Instructions to follow.
Print exactly what the entries say, line by line, from the first line down to the one with "x=270 y=176", inclusive.

··· Material for this task

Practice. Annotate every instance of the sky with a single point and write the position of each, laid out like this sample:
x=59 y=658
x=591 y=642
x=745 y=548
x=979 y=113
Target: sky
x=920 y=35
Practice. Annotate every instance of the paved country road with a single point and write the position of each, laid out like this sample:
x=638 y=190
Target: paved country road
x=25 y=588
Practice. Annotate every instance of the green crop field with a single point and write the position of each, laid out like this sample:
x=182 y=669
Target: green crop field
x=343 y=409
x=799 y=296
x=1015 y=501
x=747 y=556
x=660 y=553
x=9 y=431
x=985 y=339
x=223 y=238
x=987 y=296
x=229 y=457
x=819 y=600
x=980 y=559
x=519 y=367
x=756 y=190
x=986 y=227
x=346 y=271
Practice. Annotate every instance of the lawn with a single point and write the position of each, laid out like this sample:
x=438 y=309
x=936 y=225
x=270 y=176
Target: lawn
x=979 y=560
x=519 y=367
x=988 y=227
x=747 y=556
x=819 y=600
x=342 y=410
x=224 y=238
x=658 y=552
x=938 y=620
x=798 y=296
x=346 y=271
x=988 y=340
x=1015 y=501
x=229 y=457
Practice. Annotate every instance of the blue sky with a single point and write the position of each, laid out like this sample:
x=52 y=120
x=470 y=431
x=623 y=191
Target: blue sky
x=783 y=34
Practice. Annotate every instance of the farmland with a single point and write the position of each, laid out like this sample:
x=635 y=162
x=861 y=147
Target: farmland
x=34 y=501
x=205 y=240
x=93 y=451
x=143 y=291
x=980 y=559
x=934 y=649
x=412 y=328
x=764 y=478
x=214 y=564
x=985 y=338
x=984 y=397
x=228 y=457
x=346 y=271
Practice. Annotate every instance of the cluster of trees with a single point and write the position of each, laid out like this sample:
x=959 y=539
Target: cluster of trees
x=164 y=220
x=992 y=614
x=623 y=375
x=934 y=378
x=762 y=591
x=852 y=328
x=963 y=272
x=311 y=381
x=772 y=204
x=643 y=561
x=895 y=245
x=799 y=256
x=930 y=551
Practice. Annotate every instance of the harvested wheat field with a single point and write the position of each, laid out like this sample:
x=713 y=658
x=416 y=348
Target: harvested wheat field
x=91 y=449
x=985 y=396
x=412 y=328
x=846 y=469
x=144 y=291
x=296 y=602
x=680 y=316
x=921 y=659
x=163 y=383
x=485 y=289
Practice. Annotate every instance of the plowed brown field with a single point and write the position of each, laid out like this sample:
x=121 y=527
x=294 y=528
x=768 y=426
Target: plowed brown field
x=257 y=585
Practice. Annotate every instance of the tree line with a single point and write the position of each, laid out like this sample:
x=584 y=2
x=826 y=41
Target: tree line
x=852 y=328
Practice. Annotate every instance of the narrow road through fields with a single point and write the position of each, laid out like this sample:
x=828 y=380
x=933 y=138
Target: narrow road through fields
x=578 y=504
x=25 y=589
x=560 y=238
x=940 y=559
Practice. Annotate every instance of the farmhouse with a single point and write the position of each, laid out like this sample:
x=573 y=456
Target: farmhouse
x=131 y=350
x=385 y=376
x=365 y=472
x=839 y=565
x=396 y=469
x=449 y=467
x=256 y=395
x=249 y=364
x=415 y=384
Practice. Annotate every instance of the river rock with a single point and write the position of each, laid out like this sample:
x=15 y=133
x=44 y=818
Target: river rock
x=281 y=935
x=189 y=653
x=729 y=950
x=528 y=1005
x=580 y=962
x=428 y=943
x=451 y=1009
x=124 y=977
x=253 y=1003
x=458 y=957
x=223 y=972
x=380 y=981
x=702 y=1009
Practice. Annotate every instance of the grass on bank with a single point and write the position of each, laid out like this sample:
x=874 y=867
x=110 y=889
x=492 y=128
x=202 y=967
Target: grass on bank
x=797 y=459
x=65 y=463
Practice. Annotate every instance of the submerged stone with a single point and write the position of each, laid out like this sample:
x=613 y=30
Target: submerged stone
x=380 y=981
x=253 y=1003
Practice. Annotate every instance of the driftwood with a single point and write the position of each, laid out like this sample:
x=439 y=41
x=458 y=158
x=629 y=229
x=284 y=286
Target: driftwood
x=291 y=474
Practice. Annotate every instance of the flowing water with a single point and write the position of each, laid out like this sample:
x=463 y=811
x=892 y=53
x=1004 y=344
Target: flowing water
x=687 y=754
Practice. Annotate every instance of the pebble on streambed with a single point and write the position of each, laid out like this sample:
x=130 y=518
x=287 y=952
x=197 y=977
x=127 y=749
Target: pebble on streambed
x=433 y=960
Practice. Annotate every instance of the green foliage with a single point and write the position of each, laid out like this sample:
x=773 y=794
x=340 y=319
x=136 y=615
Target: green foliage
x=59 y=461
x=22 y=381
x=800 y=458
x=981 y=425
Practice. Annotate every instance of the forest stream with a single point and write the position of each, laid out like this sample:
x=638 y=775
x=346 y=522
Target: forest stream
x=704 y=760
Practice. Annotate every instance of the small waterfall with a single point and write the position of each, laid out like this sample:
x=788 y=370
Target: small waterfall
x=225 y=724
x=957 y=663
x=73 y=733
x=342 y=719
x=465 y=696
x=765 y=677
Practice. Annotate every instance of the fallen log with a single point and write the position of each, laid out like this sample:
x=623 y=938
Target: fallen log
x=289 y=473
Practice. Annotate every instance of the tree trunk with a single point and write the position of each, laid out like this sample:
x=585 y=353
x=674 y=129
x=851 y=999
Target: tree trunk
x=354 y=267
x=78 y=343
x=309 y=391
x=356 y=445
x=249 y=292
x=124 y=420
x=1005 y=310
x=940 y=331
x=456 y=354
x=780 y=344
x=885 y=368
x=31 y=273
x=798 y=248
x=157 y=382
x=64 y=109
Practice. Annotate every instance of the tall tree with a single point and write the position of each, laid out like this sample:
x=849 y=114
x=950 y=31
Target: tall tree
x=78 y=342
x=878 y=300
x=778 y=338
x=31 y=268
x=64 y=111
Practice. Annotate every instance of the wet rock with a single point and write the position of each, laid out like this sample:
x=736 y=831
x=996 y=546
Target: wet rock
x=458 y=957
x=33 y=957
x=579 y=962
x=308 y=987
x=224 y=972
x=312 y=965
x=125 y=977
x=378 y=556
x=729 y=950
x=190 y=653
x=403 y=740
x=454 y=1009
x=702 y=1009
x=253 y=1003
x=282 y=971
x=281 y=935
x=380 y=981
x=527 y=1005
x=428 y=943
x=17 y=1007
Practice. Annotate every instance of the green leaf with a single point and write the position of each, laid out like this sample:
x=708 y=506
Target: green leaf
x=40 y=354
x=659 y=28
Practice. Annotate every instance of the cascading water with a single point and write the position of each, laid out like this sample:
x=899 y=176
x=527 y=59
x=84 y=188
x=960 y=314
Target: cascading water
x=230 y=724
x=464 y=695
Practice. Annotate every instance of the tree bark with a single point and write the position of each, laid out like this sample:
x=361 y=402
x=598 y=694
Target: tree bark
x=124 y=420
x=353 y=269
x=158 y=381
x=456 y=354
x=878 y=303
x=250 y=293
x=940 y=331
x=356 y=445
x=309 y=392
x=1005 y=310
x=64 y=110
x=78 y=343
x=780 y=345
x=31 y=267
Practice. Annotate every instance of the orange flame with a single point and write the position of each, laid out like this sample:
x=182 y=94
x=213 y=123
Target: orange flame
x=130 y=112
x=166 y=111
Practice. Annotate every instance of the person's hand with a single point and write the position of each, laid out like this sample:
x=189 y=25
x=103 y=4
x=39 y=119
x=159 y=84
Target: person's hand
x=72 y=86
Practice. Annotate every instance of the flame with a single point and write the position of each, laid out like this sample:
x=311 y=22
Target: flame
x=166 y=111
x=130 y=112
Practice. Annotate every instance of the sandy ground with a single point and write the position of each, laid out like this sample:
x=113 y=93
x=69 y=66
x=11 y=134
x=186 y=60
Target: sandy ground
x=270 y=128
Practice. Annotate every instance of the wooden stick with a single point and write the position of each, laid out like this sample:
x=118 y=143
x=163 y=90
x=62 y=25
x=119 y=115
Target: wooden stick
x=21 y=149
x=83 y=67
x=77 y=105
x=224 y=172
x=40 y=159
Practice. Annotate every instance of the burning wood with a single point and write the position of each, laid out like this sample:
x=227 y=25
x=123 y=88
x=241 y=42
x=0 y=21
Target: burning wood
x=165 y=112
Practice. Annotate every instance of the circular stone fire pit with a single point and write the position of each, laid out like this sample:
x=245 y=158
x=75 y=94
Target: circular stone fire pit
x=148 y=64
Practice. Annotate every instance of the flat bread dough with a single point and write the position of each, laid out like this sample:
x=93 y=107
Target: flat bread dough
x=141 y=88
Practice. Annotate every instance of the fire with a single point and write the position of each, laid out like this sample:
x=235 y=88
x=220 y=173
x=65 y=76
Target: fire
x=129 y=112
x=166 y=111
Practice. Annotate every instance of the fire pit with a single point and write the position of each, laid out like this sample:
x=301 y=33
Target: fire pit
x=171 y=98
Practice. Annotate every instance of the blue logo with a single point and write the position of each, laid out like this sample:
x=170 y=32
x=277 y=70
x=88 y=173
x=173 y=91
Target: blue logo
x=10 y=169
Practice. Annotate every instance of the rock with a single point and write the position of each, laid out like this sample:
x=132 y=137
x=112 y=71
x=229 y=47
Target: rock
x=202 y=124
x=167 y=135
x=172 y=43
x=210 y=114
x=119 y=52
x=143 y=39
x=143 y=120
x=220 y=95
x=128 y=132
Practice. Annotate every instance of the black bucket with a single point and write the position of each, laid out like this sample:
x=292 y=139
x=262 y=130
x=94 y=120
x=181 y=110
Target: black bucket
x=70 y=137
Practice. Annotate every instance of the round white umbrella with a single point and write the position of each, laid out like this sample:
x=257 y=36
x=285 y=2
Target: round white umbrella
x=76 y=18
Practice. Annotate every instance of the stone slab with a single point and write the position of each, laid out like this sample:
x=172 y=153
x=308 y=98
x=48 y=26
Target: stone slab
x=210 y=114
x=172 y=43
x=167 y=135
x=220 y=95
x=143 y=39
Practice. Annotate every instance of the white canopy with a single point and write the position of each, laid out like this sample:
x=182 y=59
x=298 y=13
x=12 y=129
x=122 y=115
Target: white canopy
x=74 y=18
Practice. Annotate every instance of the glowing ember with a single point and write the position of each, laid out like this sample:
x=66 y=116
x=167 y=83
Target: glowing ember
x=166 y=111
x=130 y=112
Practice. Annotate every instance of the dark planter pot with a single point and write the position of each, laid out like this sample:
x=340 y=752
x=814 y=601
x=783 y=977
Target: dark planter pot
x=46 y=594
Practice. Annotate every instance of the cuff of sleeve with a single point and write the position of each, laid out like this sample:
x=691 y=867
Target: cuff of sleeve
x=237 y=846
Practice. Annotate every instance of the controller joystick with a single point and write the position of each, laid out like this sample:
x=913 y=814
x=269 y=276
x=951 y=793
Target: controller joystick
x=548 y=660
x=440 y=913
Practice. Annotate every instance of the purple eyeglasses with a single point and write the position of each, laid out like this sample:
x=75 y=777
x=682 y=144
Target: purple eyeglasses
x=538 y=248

······

Output for this exercise.
Practice. Annotate every instance of the sky with a single point and write the position of each, laid out like this sample:
x=59 y=658
x=591 y=642
x=745 y=548
x=979 y=113
Target: sky
x=920 y=35
Practice. Annotate every instance of the paved country road with a single point and write the position of each, laid out like this sample:
x=638 y=190
Target: paved country road
x=25 y=588
Practice. Annotate every instance of the green crop field with a single point and write the position of each, laid out like this sample:
x=182 y=669
Target: green crop field
x=343 y=409
x=799 y=296
x=1015 y=501
x=747 y=556
x=660 y=553
x=9 y=431
x=985 y=339
x=223 y=238
x=987 y=296
x=229 y=457
x=819 y=600
x=980 y=559
x=519 y=367
x=756 y=190
x=986 y=227
x=346 y=271
Practice. Annotate every instance of the lawn with a single point and write the position of each, laid out like this sample:
x=438 y=309
x=936 y=225
x=270 y=176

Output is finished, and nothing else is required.